Selection:
[start]

# Worksheet 8 — Decision Tree, Ensemble Methods, and Hyperparameter Tuning

## 1. Import Required Libraries

In this section, we import all necessary Python libraries for:
- Data handling
- Machine learning models
- Evaluation metrics
- Hyperparameter tuning
- Visualization

In [5]:
import numpy as np
import pandas as pd
import matplotlib.pyplot as plt
import time


from sklearn.datasets import load_iris, load_wine, load_diabetes
from sklearn.model_selection import train_test_split, GridSearchCV, RandomizedSearchCV
from sklearn.tree import DecisionTreeClassifier, DecisionTreeRegressor
from sklearn.ensemble import RandomForestClassifier, RandomForestRegressor
from sklearn.metrics import accuracy_score, f1_score, mean_squared_error

## 2. Helper Functions for Evaluation


The following helper functions are used to evaluate:
- **Classification models** using Accuracy and F1-score
- **Regression models** using MSE and RMSE

In [6]:
def report_classification_results(y_true, y_pred, label=None):
    acc = accuracy_score(y_true, y_pred)
    f1_macro = f1_score(y_true, y_pred, average='macro')
    print(f"{label} -> Accuracy: {acc:.4f}, F1 (macro): {f1_macro:.4f}")
    return acc, f1_macro


def report_regression_results(y_true, y_pred, label=None):
    mse = mean_squared_error(y_true, y_pred)
    rmse = np.sqrt(mse)
    print(f"{label} -> RMSE: {rmse:.4f}, MSE: {mse:.4f}")
    return mse, rmse

## 3. Custom Decision Tree (Classification)


This is a **from-scratch implementation** of a Decision Tree classifier using:
- Entropy
- Information Gain


This implementation is **educational**, not optimized for performance.

In [7]:
class CustomDecisionTree:
    def __init__(self, max_depth=None, min_samples_split=2):
        self.max_depth = max_depth
        self.min_samples_split = min_samples_split
        self.tree = None

    def fit(self, X, y):
        self.tree = self._build_tree(np.array(X), np.array(y), depth=0)

    def _entropy(self, y):
        counts = np.bincount(y)
        probs = counts / counts.sum()
        probs = probs[probs > 0]
        return -np.sum(probs * np.log2(probs))

    def _information_gain(self, y, y_left, y_right):
        w_left = len(y_left) / len(y)
        w_right = len(y_right) / len(y)
        return self._entropy(y) - (w_left * self._entropy(y_left) + w_right * self._entropy(y_right))

[end]

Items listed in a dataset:

[start]

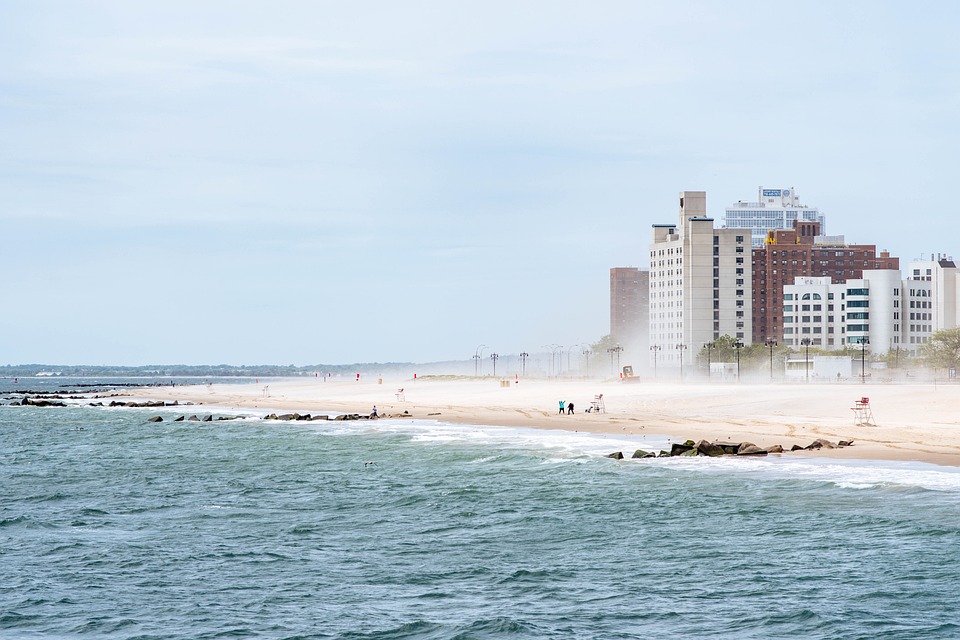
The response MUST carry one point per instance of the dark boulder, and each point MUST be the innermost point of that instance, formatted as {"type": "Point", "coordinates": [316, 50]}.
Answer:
{"type": "Point", "coordinates": [677, 449]}
{"type": "Point", "coordinates": [751, 450]}
{"type": "Point", "coordinates": [709, 449]}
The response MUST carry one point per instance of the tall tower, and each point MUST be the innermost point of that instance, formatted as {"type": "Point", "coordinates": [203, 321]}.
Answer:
{"type": "Point", "coordinates": [774, 209]}
{"type": "Point", "coordinates": [630, 310]}
{"type": "Point", "coordinates": [700, 288]}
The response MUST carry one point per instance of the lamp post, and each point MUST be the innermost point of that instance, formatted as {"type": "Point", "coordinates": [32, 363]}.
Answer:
{"type": "Point", "coordinates": [771, 344]}
{"type": "Point", "coordinates": [864, 341]}
{"type": "Point", "coordinates": [476, 359]}
{"type": "Point", "coordinates": [710, 346]}
{"type": "Point", "coordinates": [806, 358]}
{"type": "Point", "coordinates": [738, 345]}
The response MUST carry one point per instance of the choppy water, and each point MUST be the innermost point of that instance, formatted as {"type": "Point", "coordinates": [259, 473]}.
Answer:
{"type": "Point", "coordinates": [280, 530]}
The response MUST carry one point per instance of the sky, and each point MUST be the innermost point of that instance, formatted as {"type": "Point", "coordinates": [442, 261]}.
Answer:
{"type": "Point", "coordinates": [301, 182]}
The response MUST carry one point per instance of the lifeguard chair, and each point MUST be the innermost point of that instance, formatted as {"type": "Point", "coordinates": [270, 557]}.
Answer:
{"type": "Point", "coordinates": [597, 405]}
{"type": "Point", "coordinates": [862, 413]}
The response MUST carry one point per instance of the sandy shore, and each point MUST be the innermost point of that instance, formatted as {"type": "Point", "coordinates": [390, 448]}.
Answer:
{"type": "Point", "coordinates": [913, 422]}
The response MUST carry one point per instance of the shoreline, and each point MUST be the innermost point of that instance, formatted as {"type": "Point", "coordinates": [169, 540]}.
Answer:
{"type": "Point", "coordinates": [913, 422]}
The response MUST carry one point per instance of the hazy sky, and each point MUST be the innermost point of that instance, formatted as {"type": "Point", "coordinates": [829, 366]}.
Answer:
{"type": "Point", "coordinates": [330, 182]}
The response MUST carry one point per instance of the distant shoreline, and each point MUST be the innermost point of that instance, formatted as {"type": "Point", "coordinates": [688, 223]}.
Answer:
{"type": "Point", "coordinates": [914, 422]}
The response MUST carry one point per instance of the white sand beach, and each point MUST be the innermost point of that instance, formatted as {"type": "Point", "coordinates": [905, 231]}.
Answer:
{"type": "Point", "coordinates": [912, 422]}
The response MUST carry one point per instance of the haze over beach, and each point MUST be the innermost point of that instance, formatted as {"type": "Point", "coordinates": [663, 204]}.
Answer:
{"type": "Point", "coordinates": [378, 182]}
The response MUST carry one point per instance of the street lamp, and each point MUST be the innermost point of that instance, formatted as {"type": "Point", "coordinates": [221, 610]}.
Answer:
{"type": "Point", "coordinates": [738, 345]}
{"type": "Point", "coordinates": [771, 344]}
{"type": "Point", "coordinates": [476, 359]}
{"type": "Point", "coordinates": [806, 358]}
{"type": "Point", "coordinates": [710, 346]}
{"type": "Point", "coordinates": [864, 341]}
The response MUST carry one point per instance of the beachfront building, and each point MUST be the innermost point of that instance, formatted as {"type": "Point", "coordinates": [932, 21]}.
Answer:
{"type": "Point", "coordinates": [630, 310]}
{"type": "Point", "coordinates": [867, 311]}
{"type": "Point", "coordinates": [803, 251]}
{"type": "Point", "coordinates": [700, 285]}
{"type": "Point", "coordinates": [774, 209]}
{"type": "Point", "coordinates": [941, 272]}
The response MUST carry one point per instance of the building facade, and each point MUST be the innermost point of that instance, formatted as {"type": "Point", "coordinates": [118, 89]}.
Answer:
{"type": "Point", "coordinates": [774, 209]}
{"type": "Point", "coordinates": [700, 286]}
{"type": "Point", "coordinates": [803, 252]}
{"type": "Point", "coordinates": [873, 312]}
{"type": "Point", "coordinates": [630, 310]}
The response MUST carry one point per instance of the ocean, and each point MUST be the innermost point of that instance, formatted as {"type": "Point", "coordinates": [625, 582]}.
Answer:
{"type": "Point", "coordinates": [113, 527]}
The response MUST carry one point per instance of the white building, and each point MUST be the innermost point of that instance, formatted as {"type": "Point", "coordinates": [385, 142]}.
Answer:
{"type": "Point", "coordinates": [774, 209]}
{"type": "Point", "coordinates": [941, 309]}
{"type": "Point", "coordinates": [871, 310]}
{"type": "Point", "coordinates": [700, 287]}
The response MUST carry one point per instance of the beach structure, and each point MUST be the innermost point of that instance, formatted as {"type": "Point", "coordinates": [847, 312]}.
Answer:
{"type": "Point", "coordinates": [700, 287]}
{"type": "Point", "coordinates": [774, 209]}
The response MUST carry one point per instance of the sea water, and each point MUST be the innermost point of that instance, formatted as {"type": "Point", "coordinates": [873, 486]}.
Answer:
{"type": "Point", "coordinates": [113, 527]}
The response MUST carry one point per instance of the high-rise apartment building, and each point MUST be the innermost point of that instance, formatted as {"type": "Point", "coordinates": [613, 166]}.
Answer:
{"type": "Point", "coordinates": [700, 286]}
{"type": "Point", "coordinates": [803, 252]}
{"type": "Point", "coordinates": [630, 310]}
{"type": "Point", "coordinates": [942, 309]}
{"type": "Point", "coordinates": [774, 209]}
{"type": "Point", "coordinates": [873, 312]}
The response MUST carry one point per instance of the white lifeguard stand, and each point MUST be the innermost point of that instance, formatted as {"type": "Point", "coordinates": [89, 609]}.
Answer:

[end]

Brief:
Copy the stretch of the worksheet from "This implementation is" through "self._build_tree(np.array(X), np.array(y), depth=0)", switching "educational" to "instructional". None of the material is needed here.

Written response:
This implementation is **instructional**, not optimized for performance.

In [7]:
class CustomDecisionTree:
    def __init__(self, max_depth=None, min_samples_split=2):
        self.max_depth = max_depth
        self.min_samples_split = min_samples_split
        self.tree = None

    def fit(self, X, y):
        self.tree = self._build_tree(np.array(X), np.array(y), depth=0)